▸ Challenge
Print verbatim the stretch of the entries below from the line containing "I would be grateful if you could indicate the cooktop" through the end of the entries, both ends included.

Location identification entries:
## BEGIN
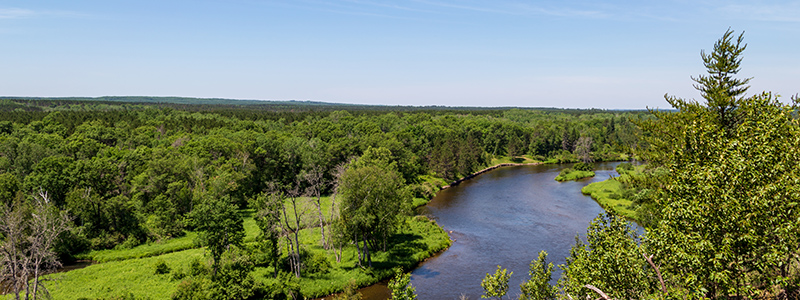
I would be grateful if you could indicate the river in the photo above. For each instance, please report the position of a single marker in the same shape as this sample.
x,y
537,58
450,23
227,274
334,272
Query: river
x,y
503,217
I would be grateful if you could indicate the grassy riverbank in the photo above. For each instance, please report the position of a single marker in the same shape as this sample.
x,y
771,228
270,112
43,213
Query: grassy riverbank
x,y
611,193
130,273
570,174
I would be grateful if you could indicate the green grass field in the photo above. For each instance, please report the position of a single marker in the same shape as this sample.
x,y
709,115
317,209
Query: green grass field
x,y
512,160
574,175
125,272
609,193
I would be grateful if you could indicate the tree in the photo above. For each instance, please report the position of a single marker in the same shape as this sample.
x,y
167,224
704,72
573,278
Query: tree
x,y
720,89
375,198
220,226
30,231
316,183
268,218
610,260
401,286
583,148
496,285
728,206
538,286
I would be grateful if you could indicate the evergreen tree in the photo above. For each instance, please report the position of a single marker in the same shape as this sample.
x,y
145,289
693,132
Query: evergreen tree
x,y
720,89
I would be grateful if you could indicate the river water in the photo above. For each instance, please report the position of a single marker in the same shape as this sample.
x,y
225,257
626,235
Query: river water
x,y
504,217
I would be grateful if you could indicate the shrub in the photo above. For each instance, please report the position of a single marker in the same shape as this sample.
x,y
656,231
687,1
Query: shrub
x,y
317,262
625,167
161,267
581,166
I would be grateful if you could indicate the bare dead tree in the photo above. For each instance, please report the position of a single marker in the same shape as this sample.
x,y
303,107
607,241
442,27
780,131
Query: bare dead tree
x,y
338,171
598,291
316,180
293,226
583,148
649,259
30,234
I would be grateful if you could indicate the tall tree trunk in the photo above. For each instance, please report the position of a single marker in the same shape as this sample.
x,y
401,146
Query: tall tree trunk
x,y
358,249
366,253
321,222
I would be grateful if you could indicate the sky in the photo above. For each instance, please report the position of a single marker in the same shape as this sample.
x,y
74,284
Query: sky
x,y
570,54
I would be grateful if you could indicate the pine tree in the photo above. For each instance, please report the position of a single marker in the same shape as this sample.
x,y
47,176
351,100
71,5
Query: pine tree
x,y
721,90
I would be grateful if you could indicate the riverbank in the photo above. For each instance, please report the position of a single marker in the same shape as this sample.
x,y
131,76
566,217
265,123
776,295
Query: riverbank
x,y
612,194
468,177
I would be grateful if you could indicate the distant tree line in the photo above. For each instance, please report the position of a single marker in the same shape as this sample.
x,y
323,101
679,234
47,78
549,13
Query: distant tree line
x,y
140,173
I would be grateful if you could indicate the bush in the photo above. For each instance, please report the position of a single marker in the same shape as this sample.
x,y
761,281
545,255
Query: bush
x,y
198,268
625,167
161,267
581,166
178,274
317,262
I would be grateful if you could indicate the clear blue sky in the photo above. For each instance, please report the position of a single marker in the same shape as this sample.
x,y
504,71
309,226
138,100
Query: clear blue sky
x,y
585,54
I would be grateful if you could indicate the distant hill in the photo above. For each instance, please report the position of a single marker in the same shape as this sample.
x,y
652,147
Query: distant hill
x,y
10,103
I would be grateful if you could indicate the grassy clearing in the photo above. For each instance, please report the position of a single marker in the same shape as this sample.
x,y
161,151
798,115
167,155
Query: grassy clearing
x,y
574,175
610,192
145,250
172,245
418,239
117,279
512,160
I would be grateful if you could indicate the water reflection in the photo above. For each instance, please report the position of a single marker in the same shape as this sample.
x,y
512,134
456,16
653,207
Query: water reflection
x,y
504,217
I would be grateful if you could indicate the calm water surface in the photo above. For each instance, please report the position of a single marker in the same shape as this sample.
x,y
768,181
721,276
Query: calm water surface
x,y
504,217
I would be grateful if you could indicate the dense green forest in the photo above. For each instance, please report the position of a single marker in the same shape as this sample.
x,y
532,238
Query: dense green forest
x,y
277,194
249,200
718,199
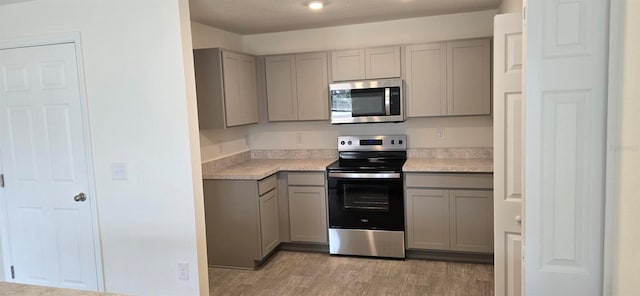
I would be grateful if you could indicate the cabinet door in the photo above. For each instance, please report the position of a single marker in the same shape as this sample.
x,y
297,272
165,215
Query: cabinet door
x,y
312,90
231,86
469,77
347,65
427,219
269,222
382,62
308,214
426,79
248,90
240,90
471,214
281,87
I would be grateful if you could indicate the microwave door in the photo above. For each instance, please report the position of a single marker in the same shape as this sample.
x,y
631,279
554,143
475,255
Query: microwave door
x,y
368,102
387,101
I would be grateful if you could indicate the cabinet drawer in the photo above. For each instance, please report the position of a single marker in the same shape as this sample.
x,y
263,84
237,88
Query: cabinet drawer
x,y
310,178
267,184
449,180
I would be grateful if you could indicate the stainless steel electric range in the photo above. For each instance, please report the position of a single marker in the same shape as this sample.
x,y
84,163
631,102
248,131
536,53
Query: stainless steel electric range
x,y
366,196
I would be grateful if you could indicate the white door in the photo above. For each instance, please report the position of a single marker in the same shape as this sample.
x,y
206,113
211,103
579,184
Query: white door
x,y
566,95
42,136
508,157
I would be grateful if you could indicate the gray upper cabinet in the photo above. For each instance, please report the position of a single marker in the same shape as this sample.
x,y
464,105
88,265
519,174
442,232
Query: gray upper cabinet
x,y
448,78
226,86
370,63
382,62
347,65
297,87
469,77
426,79
280,74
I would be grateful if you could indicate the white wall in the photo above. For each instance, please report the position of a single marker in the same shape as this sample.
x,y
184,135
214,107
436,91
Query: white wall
x,y
414,30
474,131
510,6
627,257
140,98
209,37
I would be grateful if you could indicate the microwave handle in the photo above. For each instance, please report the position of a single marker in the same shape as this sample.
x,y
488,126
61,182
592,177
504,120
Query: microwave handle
x,y
387,101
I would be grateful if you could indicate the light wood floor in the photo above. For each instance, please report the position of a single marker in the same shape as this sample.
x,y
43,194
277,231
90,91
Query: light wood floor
x,y
298,273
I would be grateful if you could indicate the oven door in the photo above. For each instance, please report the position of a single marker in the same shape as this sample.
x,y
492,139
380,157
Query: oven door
x,y
366,200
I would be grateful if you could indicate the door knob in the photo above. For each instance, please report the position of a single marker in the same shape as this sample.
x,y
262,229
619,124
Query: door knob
x,y
80,197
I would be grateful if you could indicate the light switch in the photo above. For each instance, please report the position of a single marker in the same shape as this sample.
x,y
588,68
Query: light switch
x,y
440,133
119,171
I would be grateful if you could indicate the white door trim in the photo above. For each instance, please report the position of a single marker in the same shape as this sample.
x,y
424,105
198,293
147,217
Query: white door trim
x,y
616,26
50,40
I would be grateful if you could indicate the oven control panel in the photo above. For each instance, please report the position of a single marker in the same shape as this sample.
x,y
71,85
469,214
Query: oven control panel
x,y
372,143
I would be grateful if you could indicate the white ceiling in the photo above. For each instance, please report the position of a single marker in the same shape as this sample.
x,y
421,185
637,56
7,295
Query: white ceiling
x,y
263,16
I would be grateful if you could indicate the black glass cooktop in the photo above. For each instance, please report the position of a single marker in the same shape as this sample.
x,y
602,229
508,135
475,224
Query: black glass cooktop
x,y
373,161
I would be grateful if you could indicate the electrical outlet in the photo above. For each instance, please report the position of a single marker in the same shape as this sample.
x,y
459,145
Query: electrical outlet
x,y
440,133
183,271
119,171
298,138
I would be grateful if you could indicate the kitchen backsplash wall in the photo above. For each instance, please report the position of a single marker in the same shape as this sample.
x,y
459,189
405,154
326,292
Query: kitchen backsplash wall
x,y
459,132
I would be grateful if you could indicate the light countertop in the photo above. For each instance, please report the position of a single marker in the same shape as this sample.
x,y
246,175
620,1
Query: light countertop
x,y
256,169
450,165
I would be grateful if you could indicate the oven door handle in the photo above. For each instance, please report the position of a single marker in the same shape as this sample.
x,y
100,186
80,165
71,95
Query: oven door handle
x,y
364,175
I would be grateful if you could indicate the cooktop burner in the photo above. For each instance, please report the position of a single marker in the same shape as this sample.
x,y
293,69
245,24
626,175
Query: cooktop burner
x,y
370,153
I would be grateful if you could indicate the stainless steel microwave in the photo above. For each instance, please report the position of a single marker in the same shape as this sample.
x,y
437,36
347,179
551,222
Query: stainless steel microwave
x,y
367,101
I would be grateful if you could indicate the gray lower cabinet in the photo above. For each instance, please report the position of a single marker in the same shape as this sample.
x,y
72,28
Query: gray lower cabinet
## END
▸ Exercise output
I would be grateful if you could indicate the cooktop burner in the photo above. For each instance, please report the position of a single marker in the same shape as this sample.
x,y
293,69
245,24
626,175
Query: cooktop burner
x,y
370,153
I would be grateful if you could indicate the stainless steel microwave in the photo above. For each instance, please report the position of a single marker in the same shape as this sample.
x,y
437,36
347,179
551,222
Query: stainless steel microwave
x,y
367,101
I would be grateful if you could indicate the gray lower cabinet in the photo above. For each instance, please report the position of a single marker in the same shape as this sample.
x,y
72,28
Query: gray lower cabinet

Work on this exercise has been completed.